[Stored items]
______
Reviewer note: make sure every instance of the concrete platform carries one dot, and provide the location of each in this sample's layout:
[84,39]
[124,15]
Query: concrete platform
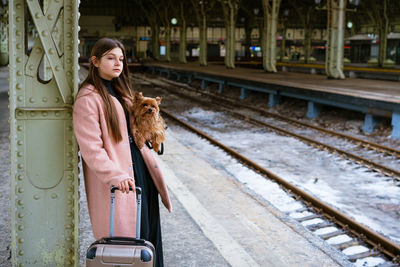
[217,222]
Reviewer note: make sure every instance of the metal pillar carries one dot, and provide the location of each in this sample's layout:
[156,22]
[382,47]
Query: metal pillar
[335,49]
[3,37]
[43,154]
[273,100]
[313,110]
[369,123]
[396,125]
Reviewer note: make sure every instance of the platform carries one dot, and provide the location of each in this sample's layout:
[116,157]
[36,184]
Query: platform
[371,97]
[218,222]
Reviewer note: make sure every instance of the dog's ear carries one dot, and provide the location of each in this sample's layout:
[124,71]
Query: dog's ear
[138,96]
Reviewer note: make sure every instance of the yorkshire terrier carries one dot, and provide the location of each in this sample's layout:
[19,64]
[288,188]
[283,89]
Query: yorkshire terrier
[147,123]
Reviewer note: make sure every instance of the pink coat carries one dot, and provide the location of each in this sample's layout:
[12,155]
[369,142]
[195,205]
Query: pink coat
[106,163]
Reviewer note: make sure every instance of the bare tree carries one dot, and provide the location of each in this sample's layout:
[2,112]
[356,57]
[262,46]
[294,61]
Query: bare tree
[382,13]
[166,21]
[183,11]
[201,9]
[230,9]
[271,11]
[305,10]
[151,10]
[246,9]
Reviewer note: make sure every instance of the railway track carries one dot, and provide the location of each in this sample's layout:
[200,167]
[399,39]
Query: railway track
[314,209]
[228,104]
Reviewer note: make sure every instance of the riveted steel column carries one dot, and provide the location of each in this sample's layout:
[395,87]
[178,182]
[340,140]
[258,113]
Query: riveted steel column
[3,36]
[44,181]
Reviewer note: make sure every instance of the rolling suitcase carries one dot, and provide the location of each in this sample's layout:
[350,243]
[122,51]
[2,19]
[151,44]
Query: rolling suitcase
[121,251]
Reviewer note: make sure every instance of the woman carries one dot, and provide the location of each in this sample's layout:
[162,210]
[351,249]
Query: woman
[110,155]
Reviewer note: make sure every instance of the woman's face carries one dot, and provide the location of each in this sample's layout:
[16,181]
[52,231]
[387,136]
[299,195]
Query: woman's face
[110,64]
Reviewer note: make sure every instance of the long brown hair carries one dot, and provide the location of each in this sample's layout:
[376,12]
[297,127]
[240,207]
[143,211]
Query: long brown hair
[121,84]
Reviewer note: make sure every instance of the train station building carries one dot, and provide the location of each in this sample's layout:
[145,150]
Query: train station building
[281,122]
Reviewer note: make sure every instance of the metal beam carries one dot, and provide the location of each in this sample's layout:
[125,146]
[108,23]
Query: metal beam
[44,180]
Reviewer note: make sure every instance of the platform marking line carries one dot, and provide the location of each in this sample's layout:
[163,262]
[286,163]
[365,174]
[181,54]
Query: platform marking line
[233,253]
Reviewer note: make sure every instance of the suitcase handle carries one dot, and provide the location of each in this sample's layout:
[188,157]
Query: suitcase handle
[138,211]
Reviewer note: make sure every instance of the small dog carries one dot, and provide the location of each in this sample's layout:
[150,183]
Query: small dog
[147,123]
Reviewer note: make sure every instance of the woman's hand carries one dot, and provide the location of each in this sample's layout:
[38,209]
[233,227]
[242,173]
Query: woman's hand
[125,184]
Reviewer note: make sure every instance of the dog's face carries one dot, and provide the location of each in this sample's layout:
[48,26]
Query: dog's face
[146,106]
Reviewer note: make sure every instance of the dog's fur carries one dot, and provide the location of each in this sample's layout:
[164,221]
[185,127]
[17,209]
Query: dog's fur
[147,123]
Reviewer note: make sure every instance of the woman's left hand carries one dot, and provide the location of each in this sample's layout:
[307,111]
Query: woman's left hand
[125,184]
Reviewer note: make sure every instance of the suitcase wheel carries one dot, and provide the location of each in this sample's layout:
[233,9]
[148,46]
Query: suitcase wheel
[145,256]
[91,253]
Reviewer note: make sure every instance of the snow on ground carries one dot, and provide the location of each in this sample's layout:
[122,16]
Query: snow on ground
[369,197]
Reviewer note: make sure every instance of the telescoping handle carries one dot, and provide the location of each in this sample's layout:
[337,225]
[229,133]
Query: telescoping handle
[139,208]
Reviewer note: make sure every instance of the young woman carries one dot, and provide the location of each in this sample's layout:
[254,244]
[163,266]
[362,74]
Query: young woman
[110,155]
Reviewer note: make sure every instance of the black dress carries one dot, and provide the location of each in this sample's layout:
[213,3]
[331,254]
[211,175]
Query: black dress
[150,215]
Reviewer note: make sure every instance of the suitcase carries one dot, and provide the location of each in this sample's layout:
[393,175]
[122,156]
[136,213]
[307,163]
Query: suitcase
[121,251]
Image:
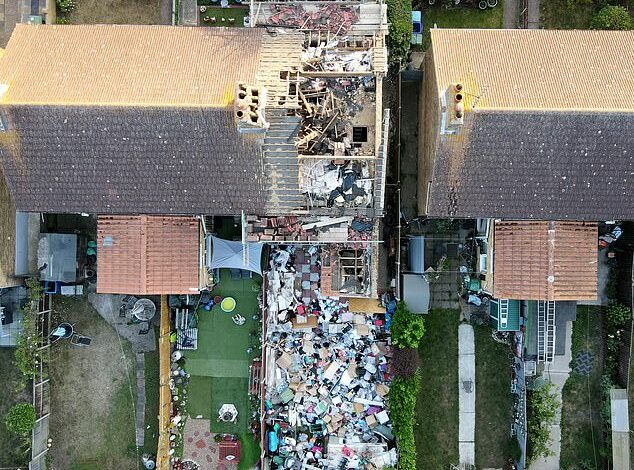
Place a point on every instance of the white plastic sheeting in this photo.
______
## WHAT THIS TASK INVOLVES
Repeat the records word for word, from the line containing "Reviewer note: make sure every instance of the young" through the end of the records, including both ends. Leave the pictures out.

## FULL RESPONSE
Reviewer note: make sure every instance of the young woman carries one dot, and provide the location of each in this sample's layout:
[254,244]
[163,266]
[362,74]
Query: young woman
[110,155]
Reviewer note: make sure every instance of the black dress carries one dot, and provide the location of each in this sample's layout:
[213,3]
[331,254]
[211,175]
Query: black dress
[150,215]
Reviewer note: make sure every instance of the suitcase carries one dot, and provide the location of each in this sample's layout:
[393,175]
[122,156]
[136,213]
[307,163]
Query: suitcase
[121,251]
Image:
Place a point on every instance of the white plastic sheeting in this photo.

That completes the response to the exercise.